• 简短任务 1: 把清单中从含有"Target: necklace pendant"的那一行起、直到清单末尾（首尾两行都算在内）的各行放进一个编号列表，空行不计。

++++++++++

观测云小妙招 - ddtrace 高级用法 - 《观测云最佳实践》

前置条件
开启 ddtrace 采集
准备 Shell
开启 Query 参数
配置远程采集链接
类或方法注入 Trace
忽略 Trace（实测无效）
两种添加 Tag 方式
- dd.trace.span.tags
- dd.tags
显示数据库实例名称
采样
过滤 Resource
入侵式埋点
Log
- logback-spring.xml
- datakit 采集日志
  - 开启日志采集器
  - 配置 pipeline

前置条件

当前 datakit 版本 1.4.0

当前案例使用 ddtrace 版本0.78.3和 0.97.0（最新版本）进行测试

开启 ddtrace 采集

# {"version": "1.4.1", "desc": "do NOT edit this line"}
[[inputs.ddtrace]]
  ## DDTrace Agent endpoints register by version respectively.
  ## Endpoints can be skipped listen by remove them from the list.
  ## Default value set as below. DO NOT MODIFY THESE ENDPOINTS if not necessary.
  endpoints = ["/v0.3/traces", "/v0.4/traces", "/v0.5/traces"]
  ## customer_tags is a list of keys contains keys set by client code like span.SetTag(key, value)
  ## that want to send to data center. Those keys set by client code will take precedence over
  ## keys in [inputs.ddtrace.tags]. DOT(.) IN KEY WILL BE REPLACED BY DASH(_) WHEN SENDING.
  # customer_tags = ["key1", "key2", ...]
  ## Keep rare tracing resources list switch.
  ## If some resources are rare enough(not presend in 1 hour), those resource will always send
  ## to data center and do not consider samplers and filters.

++++++++++

• 简短任务 2: 请逐字输出这篇 ddtrace 高级用法页面中从"当前案例使用 ddtrace 版本0.78.3和"起、到"by version respectively."为止（含这两处）的文字。

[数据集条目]
++++++++++

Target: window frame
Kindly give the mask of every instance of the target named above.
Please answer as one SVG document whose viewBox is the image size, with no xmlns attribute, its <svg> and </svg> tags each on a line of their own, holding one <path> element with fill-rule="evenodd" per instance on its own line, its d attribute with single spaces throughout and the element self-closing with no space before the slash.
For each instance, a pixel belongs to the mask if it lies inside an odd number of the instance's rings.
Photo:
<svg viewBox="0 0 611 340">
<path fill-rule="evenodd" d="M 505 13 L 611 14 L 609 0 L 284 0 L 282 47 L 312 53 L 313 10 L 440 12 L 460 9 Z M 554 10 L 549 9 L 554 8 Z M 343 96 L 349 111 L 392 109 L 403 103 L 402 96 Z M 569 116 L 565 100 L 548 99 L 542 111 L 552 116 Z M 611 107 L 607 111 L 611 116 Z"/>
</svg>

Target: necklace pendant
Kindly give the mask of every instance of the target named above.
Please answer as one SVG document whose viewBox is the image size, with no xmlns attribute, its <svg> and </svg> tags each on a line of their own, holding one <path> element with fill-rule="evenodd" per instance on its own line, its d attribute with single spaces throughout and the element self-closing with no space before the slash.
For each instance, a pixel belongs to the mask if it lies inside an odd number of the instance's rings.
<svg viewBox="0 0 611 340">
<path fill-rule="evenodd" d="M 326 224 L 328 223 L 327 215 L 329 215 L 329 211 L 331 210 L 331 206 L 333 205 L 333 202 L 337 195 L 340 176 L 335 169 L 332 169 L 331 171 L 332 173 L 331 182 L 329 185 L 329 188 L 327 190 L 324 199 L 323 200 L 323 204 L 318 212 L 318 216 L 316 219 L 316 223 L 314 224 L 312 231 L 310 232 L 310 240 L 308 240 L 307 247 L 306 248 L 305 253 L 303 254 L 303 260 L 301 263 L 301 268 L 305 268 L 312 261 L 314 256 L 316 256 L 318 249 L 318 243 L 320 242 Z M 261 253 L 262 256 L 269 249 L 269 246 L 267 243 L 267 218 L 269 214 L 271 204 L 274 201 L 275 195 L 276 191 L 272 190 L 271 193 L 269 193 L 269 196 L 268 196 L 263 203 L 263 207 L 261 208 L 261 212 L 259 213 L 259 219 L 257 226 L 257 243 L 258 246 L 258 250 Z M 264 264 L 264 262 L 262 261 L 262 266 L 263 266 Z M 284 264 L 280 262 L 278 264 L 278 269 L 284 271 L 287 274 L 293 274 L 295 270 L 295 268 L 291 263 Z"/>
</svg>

++++++++++

• 完整回答 1:
1. Target: necklace pendant
2. Kindly give the mask of every instance of the target named above.
3. Please answer as one SVG document whose viewBox is the image size, with no xmlns attribute, its <svg> and </svg> tags each on a line of their own, holding one <path> element with fill-rule="evenodd" per instance on its own line, its d attribute with single spaces throughout and the element self-closing with no space before the slash.
4. For each instance, a pixel belongs to the mask if it lies inside an odd number of the instance's rings.
5. <svg viewBox="0 0 611 340">
6. <path fill-rule="evenodd" d="M 326 224 L 328 223 L 327 215 L 329 215 L 329 211 L 331 210 L 331 206 L 333 205 L 333 202 L 337 195 L 340 176 L 335 169 L 332 169 L 331 171 L 332 173 L 331 182 L 329 185 L 329 188 L 327 190 L 324 199 L 323 200 L 323 204 L 318 212 L 318 216 L 316 219 L 316 223 L 314 224 L 312 231 L 310 232 L 310 240 L 308 240 L 307 247 L 306 248 L 305 253 L 303 254 L 303 260 L 301 263 L 301 268 L 305 268 L 312 261 L 314 256 L 316 256 L 318 249 L 318 243 L 320 242 Z M 261 253 L 262 256 L 269 249 L 269 246 L 267 243 L 267 218 L 269 214 L 271 204 L 274 201 L 275 195 L 276 191 L 272 190 L 271 193 L 269 193 L 269 196 L 268 196 L 263 203 L 263 207 L 261 208 L 261 212 L 259 213 L 259 219 L 257 226 L 257 243 L 258 246 L 258 250 Z M 264 264 L 264 262 L 262 261 L 262 266 L 263 266 Z M 284 264 L 280 262 L 278 264 L 278 269 L 284 271 L 287 274 L 293 274 L 295 270 L 295 268 L 291 263 Z"/>
7. </svg>

• 完整回答 2:
当前案例使用 ddtrace 版本0.78.3和 0.97.0（最新版本）进行测试

开启 ddtrace 采集

# {"version": "1.4.1", "desc": "do NOT edit this line"}
[[inputs.ddtrace]]
  ## DDTrace Agent endpoints register by version respectively.